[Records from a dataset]

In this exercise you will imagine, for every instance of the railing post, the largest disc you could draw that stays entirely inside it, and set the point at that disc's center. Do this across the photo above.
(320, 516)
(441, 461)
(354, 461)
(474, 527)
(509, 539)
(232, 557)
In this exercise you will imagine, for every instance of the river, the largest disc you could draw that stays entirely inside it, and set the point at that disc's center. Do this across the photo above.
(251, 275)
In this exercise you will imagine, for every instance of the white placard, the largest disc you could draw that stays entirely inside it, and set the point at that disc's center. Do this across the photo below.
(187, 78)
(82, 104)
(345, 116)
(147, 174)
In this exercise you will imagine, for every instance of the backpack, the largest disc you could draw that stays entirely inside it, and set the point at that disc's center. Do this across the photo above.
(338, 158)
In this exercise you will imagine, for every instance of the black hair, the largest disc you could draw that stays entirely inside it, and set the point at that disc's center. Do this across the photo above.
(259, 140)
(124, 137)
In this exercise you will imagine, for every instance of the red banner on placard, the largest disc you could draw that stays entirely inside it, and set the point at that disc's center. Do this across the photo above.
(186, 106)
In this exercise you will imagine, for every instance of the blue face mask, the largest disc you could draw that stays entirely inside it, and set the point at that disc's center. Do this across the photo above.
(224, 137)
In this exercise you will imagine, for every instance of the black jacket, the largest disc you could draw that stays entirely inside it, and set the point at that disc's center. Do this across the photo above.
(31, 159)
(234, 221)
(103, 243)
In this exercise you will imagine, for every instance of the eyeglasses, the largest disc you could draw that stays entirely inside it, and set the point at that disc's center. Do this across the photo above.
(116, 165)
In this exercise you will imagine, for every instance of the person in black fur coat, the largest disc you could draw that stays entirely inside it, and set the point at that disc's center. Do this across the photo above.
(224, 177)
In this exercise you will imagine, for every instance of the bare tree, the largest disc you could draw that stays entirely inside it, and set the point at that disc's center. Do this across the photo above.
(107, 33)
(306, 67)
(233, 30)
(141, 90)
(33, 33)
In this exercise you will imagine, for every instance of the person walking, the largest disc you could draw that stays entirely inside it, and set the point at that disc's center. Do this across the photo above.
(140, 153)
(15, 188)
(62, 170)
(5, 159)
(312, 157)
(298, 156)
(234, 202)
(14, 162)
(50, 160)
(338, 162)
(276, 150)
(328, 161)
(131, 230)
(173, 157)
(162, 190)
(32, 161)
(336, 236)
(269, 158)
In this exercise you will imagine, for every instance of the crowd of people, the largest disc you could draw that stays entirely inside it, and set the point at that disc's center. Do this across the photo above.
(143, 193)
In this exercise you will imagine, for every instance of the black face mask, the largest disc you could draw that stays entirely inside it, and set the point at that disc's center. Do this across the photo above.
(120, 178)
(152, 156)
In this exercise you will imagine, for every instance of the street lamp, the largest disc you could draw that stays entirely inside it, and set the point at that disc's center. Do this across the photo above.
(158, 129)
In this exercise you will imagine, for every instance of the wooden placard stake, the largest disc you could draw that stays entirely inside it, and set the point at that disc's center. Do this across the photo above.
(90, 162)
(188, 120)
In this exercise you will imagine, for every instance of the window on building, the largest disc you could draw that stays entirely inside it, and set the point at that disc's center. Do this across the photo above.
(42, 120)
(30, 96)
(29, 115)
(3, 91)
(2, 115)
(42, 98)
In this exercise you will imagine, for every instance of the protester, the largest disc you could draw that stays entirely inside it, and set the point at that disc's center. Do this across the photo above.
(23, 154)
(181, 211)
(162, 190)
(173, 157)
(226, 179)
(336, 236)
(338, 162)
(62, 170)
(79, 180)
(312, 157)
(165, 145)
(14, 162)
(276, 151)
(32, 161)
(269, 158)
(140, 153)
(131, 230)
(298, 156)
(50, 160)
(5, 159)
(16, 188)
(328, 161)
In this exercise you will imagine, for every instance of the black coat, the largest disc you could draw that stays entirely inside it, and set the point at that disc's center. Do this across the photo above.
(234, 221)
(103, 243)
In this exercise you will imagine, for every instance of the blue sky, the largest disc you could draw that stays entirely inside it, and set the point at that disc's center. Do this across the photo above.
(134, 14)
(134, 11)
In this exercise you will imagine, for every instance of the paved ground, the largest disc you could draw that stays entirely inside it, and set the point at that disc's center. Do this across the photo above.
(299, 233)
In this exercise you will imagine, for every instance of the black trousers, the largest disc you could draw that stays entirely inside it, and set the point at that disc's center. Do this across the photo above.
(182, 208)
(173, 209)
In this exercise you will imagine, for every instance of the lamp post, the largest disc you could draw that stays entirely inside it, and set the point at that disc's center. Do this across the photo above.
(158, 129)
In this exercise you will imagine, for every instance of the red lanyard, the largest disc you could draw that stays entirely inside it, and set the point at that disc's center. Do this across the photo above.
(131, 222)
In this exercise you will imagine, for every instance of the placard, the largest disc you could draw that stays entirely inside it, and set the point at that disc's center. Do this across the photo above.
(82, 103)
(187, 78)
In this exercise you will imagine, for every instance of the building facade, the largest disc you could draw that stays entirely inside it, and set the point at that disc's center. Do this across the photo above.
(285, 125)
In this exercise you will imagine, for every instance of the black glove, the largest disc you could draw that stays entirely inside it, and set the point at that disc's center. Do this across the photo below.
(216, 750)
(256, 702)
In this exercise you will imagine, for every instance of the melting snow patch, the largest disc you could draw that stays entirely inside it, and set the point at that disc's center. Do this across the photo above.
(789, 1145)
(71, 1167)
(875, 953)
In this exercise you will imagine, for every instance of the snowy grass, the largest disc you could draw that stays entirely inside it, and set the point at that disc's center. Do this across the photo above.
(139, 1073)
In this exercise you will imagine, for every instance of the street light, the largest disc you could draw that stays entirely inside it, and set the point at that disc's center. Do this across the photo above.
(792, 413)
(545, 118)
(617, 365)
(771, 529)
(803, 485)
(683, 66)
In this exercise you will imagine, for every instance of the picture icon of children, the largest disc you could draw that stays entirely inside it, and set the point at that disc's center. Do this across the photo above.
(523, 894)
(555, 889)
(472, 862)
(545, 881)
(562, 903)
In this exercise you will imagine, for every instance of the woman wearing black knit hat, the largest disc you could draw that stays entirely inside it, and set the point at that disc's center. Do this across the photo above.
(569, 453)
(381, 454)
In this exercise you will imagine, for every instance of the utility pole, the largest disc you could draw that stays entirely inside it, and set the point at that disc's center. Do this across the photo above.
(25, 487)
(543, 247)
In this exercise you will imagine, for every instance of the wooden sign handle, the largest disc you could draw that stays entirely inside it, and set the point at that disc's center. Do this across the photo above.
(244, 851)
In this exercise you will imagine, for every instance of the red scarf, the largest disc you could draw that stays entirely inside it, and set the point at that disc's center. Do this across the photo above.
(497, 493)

_WHAT IS REQUIRED_: Whatever appears in the data above should be set down again exactly.

_SOLUTION TO THE EXERCISE_:
In this exercise you will imagine, for every instance of the railing post, the largest disc you could draw that stays entirely inside it, and set the point at that disc's center. Do this across the photo above.
(320, 516)
(441, 461)
(354, 461)
(474, 527)
(509, 539)
(232, 557)
In this exercise you will imagine, for every instance of the river, the largest disc you could draw that stays entirely inside it, and set the point at that disc's center. Do this across the photo above.
(251, 275)
In this exercise you will imagine, for every instance of the white placard, the largest disc you could draw that stays entirely inside it, and set the point at that disc's center. Do this across the photo below.
(187, 78)
(82, 104)
(345, 116)
(147, 174)
In this exercise you will imagine, for every instance of the backpack, the largest disc you could draw that stays entirely inside it, and set the point at that disc's center. Do this across the photo above.
(338, 158)
In this exercise you will imagine, for every instance of the black hair, the largest disc you could draw that stays entirely inside it, and set the point at that disc's center. Do this across the photo above.
(259, 140)
(124, 137)
In this exercise you will imagine, for every instance of the red banner on placard, the largest disc you could draw that stays entirely inside it, and set the point at that disc's center. Do this across the photo above.
(186, 106)
In this exercise you will imagine, for every instance of the blue face mask, the largest disc you could draw that stays entirely inside it, and set the point at that disc's center. Do this across the photo above.
(224, 137)
In this exercise you will imagine, for every instance of the black jacket, the largest disc you could draw that stays entirely inside it, and set the point at that disc's center. Do this across the photo above.
(31, 159)
(234, 221)
(103, 243)
In this exercise you will imagine, for every instance of the eyeglasses, the largest disc you could draw that stays entirely inside it, and set the point at that disc's center. Do this across the photo above.
(116, 165)
In this exercise you will imagine, for every instance of the person in black fur coat, the largest disc you could draw that stays entirely inside it, and set the point at that disc's center. Do this across the photo above.
(224, 177)
In this exercise you will imagine, for every instance of the bare tree, the largest disc you could draw that stays entirely inside it, and set the point at that disc's center. Do this across the photo above.
(107, 33)
(306, 67)
(233, 30)
(141, 90)
(33, 33)
In this exercise you will imagine, for every instance of the person walking, the largest disc you could draw that stays entirely inside it, and set the point at that disc's center. Do this across the photo above.
(140, 153)
(15, 188)
(62, 170)
(5, 159)
(312, 157)
(298, 156)
(234, 202)
(14, 162)
(50, 160)
(338, 162)
(276, 150)
(328, 161)
(131, 230)
(173, 157)
(162, 190)
(32, 161)
(336, 236)
(269, 158)
In this exercise you will imagine, for every instance of the crowd of people, the largest disc you could draw that stays entirely inside it, and set the point at that disc's center. Do this across the photo above.
(143, 193)
In this exercise you will imagine, for every instance of the black face mask, the largest disc you could draw that stays entirely inside it, and set the point at that disc's center. Do this across the photo above.
(120, 178)
(152, 156)
In this exercise you will imagine, for every instance of the street lamp, the largest disc you could draw that stays entirely inside it, and set the point at that disc's center. Do this across the photo above.
(158, 129)
In this exercise you will imagine, for every instance of the wooden placard stake, the largest disc you could draw that stays entirely inside it, and set the point at that disc's center. Do this across the photo above.
(90, 162)
(188, 120)
In this exercise you will imagine, for every instance of the window on building, the largest disc you could draw that stays entirely inside it, and set the point at that disc's center. Do this across the photo above.
(42, 120)
(30, 96)
(29, 115)
(3, 91)
(2, 115)
(42, 98)
In this exercise you will imagine, for every instance of the protester, the largest disc you could draw that stays entirely inside it, and set the point at that disc's center. Do this across the photo above.
(23, 154)
(181, 211)
(162, 190)
(173, 157)
(226, 179)
(336, 236)
(338, 162)
(62, 170)
(79, 180)
(312, 157)
(165, 145)
(14, 162)
(276, 151)
(32, 161)
(269, 158)
(140, 153)
(131, 230)
(298, 156)
(50, 160)
(5, 159)
(16, 188)
(328, 161)
In this exercise you will imagine, for every instance of the black coat, the largest disc you could draw that stays entirely inside it, and set the point at that disc's center. Do this across the photo above.
(234, 221)
(103, 243)
In this exercise you will imagine, for every instance of the blue sky, the largest disc you could draw that stays entirely inside it, and set the point at that disc's center. Do this across the photo above.
(134, 14)
(134, 11)
In this exercise you will imagine, for every instance of the paved ground, the largest disc you could draw that stays entirely inside it, and set the point at that disc's center. Do this across the photo above.
(299, 233)
In this exercise you will imagine, for every instance of the black trousers, the largest disc you could draw that stays entirely inside it, and set the point at that disc's center. Do this across the photo above.
(182, 208)
(173, 209)
In this exercise you will imagine, for every instance of the lamp post, the largest disc you could draw that stays entirely inside it, and set the point at that disc's center. Do this across the photo above.
(158, 129)
In this exercise you will imagine, for every instance of the red lanyard, the largest disc you could draw that stays entirely inside it, and set the point at that disc's center. Do this across the photo above.
(131, 222)
In this exercise you will imagine, for every instance of the placard, the largest disc you could draw that stays entirely inside it, and set the point at that disc's center. Do this across the photo above.
(82, 103)
(187, 78)
In this exercise you will imagine, for every instance of the building facade, the largest disc you could draw that stays entirely inside it, and set the point at that disc's center. Do this across the photo above.
(285, 125)
In this exercise you will imagine, for every instance of the black glove, the largest disc you could draw that stays entirely inside it, and set the point at that disc's center. Do this across the photo below.
(216, 750)
(256, 702)
In this exercise you will imagine, for every instance of the melting snow patch, the largest disc you could draw that stays entirely inside it, and set the point at that disc's center. Do this across the photo above.
(789, 1145)
(71, 1167)
(875, 953)
In this exercise you will imagine, for every instance of the snowy grass, the largest disc you could draw that stays entirely inside it, and set the point at that disc's center. Do this across the photo above.
(139, 1073)
In this exercise you will imagine, for every instance of the street light, the largest disc you could draw that stays entirely inside it, and set the point at that disc's center. Do this across the photo above.
(792, 413)
(545, 118)
(617, 365)
(771, 529)
(803, 485)
(683, 66)
In this exercise you will imagine, for every instance of the picture icon of children, the largest disc you could draw that stays entirely inside it, and set the point at that disc's center. Do this across the photo above.
(523, 894)
(555, 889)
(472, 862)
(545, 881)
(562, 903)
In this exercise you will imagine, for every instance of the woman wearing black knit hat, the largest disc you could draw that stays entirely inside it, and set the point at that disc's center. Do this across the photo above.
(569, 453)
(381, 454)
In this exercise you will imagine, for every instance of the utility pole, the largest disc you could draw that stays entirely inside it, and set the point at that disc's center. Do this across the photo above.
(25, 487)
(543, 247)
In this exercise you will imagine, for every instance of the wooden sign handle, the largest disc you could draw that stays entirely inside it, and set the point at that disc's center. Do this across the photo above.
(244, 851)
In this exercise you will imagine, for every instance of the red scarf, the largest disc you could draw that stays entirely inside it, and set the point at that disc's center. Do this across the photo above.
(497, 493)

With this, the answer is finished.